TASK TO CARRY OUT » Report each line of the data that contains the string "woman".

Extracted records
----------
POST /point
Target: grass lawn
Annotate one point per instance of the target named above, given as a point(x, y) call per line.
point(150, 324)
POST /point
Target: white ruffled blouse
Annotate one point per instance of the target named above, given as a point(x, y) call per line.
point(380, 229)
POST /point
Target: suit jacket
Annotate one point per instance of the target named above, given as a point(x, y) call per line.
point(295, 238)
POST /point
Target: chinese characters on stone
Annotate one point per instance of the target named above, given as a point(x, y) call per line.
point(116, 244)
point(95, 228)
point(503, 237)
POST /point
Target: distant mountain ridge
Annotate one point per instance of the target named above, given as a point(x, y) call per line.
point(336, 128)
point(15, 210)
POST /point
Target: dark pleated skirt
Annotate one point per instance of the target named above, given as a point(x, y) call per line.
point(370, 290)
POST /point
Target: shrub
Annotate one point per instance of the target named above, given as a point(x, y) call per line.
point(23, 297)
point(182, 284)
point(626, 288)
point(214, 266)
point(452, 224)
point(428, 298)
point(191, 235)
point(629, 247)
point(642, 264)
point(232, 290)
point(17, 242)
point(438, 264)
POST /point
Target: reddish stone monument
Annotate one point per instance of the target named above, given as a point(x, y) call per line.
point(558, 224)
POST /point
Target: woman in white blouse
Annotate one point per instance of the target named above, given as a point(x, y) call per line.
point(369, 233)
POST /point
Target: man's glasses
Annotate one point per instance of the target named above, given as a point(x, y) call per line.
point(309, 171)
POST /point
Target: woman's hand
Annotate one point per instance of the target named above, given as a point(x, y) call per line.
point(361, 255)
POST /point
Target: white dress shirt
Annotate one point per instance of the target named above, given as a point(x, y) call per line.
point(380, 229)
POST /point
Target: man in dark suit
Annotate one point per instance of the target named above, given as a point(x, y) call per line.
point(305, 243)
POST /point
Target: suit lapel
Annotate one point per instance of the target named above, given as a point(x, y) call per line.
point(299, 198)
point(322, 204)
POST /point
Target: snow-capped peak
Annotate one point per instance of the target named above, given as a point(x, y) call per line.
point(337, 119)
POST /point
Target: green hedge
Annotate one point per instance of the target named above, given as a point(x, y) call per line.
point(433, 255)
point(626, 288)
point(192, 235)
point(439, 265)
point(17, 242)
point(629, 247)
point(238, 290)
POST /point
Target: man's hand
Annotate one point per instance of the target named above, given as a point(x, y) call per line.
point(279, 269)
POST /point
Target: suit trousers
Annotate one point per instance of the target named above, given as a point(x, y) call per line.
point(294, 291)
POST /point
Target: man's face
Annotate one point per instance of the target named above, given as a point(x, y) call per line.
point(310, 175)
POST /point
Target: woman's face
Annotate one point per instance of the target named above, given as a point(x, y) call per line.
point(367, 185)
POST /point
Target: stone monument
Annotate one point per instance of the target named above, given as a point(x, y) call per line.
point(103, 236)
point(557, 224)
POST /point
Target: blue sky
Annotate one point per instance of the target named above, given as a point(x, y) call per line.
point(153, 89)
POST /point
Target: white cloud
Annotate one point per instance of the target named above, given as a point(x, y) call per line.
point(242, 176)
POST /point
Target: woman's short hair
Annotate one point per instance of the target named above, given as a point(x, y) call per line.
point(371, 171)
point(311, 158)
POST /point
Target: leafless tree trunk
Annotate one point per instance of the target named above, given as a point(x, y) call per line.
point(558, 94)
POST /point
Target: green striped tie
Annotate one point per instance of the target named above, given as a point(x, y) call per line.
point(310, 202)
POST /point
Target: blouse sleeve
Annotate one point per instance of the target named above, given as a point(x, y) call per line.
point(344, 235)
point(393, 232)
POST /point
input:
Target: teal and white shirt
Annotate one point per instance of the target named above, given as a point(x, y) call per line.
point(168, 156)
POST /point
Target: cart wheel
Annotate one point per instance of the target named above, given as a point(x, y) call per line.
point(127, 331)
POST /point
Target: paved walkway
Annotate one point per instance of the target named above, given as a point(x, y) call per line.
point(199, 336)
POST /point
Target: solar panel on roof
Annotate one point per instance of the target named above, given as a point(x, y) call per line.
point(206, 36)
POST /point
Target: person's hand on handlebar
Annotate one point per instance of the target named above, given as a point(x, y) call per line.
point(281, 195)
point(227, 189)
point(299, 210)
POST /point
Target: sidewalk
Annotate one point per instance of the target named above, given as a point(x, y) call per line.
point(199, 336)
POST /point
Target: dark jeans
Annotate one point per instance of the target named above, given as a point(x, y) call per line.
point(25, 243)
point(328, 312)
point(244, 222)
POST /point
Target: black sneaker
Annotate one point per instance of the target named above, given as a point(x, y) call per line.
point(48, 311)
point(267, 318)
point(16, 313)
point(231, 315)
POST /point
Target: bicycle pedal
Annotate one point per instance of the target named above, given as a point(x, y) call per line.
----------
ANSWER SECTION »
Target: woman in white blouse
Target: woman's hand
Target: woman's face
Target: woman's short hair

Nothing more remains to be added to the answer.